### Given passage
Markets & Companies

Expert Interview: Peter Halkjaer-Knudsen, Raybow Pharmaceuticals

The Coronavirus Crisis: Challenges and Opportunities for CMOs, CDMOs and CROs

17.10.2020 - So far, the pharmaceutical industry — including CMOs/CDMOs and CROs — has responded well to the outbreak of the Covid-19 pandemic. However, the coronavirus crisis has uncovered problems that have been smoldering beneath the surface and need to be addressed. That supply chains are vulnerable to disruption when major development, production and transportation hubs are blocked or shut down has become painfully obvious.

The ongoing pandemic is putting pharmaceutical R&D strategies to the test and also challenging manufacturing planning and supply chain management. Particularly in this industry segment, the supply chain is global, complex and interconnected. Each link must be strong enough to ensure that the road from lab to final drug product is as smooth as possible, even under the most difficult circumstances.

In addition to the pandemic, the growing threat of a no-deal-Brexit amid old and new trade conflicts and increasing protectionism, is putting even more stress on companies operating in the pharma sector.

In cooperation with Wombat Capital, a cross-border investment bank, CHEManager asked executives and experts of CMOs, CDMOs and CROs operating in the pharmaceutical sector to share their opinion on current challenges for their industry and how these challenges may influence changes in their market.

What in your opinion and from your perspective are the main impacts of the coronavirus pandemic on the drug supply chains?

### Problem A
In the coronavirus supply chain interview, which cross-border investment bank did CHEManager cooperate with?
### Problem B
Continue the coronavirus supply chain interview from the point where it ends.

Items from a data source

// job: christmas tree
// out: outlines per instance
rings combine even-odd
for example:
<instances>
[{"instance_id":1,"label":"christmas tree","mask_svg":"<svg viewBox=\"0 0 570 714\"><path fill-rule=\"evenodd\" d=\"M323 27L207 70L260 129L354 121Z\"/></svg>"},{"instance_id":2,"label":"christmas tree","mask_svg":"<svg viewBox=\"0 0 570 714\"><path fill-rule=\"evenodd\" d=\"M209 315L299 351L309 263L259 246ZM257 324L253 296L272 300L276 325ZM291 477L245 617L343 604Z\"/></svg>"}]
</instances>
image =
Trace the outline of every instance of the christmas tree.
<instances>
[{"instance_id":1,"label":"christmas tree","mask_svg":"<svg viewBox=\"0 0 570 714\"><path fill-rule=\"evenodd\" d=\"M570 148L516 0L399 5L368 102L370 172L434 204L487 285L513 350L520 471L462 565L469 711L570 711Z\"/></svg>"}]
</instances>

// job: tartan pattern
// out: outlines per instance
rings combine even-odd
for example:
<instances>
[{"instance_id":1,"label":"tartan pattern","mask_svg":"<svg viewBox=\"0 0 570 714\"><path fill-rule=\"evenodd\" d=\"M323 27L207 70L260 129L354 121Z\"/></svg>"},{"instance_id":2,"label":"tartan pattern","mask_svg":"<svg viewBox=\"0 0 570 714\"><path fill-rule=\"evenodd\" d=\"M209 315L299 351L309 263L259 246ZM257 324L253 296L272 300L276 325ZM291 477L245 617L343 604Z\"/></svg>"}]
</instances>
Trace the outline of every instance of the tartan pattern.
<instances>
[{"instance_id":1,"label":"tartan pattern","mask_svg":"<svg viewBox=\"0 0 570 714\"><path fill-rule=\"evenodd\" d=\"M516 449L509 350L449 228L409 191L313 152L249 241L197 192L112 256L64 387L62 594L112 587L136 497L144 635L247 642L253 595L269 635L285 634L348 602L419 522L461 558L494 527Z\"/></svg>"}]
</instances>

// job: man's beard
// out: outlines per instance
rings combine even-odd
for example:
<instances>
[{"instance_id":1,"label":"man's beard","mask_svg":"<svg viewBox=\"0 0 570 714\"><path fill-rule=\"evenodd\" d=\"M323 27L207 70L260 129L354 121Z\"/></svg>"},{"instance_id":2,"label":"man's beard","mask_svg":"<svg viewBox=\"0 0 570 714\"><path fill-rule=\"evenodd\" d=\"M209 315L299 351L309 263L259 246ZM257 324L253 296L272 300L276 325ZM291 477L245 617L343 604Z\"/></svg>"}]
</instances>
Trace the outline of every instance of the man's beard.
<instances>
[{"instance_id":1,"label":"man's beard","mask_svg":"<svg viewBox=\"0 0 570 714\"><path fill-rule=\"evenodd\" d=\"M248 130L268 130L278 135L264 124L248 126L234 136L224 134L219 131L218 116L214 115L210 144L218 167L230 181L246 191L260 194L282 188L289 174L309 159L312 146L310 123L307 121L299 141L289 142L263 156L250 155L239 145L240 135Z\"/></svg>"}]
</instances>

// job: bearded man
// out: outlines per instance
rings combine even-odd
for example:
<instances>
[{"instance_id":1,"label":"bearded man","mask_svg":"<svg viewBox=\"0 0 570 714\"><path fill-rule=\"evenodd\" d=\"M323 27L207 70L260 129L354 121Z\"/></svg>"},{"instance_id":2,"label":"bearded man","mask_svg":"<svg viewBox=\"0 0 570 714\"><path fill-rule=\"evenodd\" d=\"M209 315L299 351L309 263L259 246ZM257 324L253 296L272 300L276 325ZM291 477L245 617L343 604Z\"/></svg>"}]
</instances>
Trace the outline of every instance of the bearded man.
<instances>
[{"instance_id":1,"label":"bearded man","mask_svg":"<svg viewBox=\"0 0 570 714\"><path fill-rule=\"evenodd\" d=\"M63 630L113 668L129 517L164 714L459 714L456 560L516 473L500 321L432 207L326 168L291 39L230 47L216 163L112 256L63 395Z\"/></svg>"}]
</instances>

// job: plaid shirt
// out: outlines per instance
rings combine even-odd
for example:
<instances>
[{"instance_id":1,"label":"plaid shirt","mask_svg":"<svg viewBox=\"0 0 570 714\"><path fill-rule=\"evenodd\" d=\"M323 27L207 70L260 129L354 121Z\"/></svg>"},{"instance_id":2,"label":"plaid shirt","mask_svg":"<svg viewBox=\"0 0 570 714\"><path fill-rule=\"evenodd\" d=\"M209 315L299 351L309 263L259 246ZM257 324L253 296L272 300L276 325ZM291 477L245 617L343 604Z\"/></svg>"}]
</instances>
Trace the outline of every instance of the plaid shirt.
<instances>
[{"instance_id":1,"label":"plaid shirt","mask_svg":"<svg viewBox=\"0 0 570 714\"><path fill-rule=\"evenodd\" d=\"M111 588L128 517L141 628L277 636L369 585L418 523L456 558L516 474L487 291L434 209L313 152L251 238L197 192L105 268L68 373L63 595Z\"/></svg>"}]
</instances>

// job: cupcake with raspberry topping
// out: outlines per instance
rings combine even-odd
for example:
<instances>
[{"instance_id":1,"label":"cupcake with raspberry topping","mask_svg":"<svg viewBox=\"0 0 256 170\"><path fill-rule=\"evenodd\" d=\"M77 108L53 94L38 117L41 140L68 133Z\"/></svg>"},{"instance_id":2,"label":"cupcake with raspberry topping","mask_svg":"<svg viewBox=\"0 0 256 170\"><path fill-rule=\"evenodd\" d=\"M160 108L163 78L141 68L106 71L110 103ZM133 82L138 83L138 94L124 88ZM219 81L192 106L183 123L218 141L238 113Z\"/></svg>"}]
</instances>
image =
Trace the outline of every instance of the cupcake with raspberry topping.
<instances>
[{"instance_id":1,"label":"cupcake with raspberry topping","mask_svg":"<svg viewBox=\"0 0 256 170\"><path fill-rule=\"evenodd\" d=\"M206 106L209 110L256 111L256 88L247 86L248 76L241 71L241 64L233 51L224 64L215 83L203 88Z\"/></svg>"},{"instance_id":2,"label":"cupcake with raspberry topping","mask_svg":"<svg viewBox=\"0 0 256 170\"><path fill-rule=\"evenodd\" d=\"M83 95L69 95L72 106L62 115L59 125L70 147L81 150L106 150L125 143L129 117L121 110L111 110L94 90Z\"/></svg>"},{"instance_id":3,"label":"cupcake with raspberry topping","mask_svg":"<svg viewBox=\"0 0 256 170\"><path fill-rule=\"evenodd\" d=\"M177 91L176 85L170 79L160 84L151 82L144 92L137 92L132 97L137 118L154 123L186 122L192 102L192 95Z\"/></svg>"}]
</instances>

### Answer space A
Wombat Capital

### Answer space B
Peter Halkjaer-Knudsen: Speaking for Raybow – we had an 18-day shut-down in February/March before we were allowed to reopen under daily medical testing and supervision. This meant we could go into 4-shift manufacturing and resulted in all shipments being on time, our clients did not experience any delays due to Covid-19, so no real short-term impact.

Our fast start was supported by the fact that we manufacture several of the drugs on the WHO list of Essential Medicines for the World. The local Government supported us with priority equipment like walk-through thermal scanners etc. to assist us in fulfilling our international obligations.

Many Western CDMOs have already shifted operations back to the USA and Europe as intensive business activity in China has driven up labor costs. In addition, national policies, trade-related developments such as Brexit and the US-China dispute, and impacts of pandemics are likely to require repatriation of at least part of the supply chain in many countries. Could CMOs/CDMOs be beneficiaries of restructured supply chains?

P. Halkjaer-Knudsen: There are many statements in what you say – let us look at them individually.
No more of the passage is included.